» **YOUR OBJECTIVE**
Locate each line in the items below that contains the word "adjoining", and copy those lines out in full.

» **DATA FOR THIS EXERCISE**
****
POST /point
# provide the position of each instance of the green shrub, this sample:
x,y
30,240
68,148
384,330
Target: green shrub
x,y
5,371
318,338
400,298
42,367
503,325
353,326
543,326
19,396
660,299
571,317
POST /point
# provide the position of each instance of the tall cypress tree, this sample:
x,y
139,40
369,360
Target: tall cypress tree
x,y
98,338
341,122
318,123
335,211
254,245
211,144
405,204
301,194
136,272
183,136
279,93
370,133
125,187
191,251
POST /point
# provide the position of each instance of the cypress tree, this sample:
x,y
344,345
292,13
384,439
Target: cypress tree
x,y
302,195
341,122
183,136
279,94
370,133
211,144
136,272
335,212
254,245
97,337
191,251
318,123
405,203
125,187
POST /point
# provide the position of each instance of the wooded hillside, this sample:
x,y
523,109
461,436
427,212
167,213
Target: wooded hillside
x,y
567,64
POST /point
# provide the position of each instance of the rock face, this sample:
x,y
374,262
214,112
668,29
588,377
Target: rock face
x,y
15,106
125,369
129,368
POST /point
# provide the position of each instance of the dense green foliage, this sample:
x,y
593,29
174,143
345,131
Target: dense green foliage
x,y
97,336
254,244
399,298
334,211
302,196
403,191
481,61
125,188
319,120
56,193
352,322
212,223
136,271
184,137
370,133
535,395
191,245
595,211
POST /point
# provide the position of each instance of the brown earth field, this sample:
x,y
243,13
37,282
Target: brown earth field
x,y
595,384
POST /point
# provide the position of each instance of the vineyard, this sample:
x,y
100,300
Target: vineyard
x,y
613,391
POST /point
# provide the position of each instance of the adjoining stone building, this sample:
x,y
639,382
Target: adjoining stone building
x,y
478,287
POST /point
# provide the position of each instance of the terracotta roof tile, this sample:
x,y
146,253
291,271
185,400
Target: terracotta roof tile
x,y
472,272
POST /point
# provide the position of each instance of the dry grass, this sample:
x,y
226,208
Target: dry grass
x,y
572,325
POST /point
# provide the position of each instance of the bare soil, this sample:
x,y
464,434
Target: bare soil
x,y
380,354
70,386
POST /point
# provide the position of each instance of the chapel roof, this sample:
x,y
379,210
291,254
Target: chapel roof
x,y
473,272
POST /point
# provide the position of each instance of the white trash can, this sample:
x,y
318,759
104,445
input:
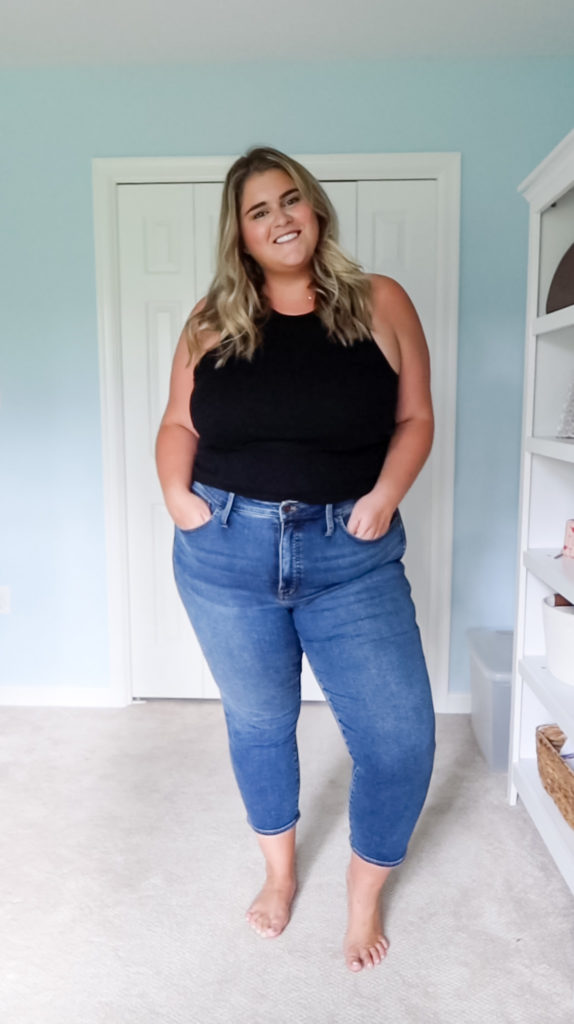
****
» **TASK RESPONSE**
# provide the position of each instance of the adjoining stone building, this sample:
Target: adjoining stone building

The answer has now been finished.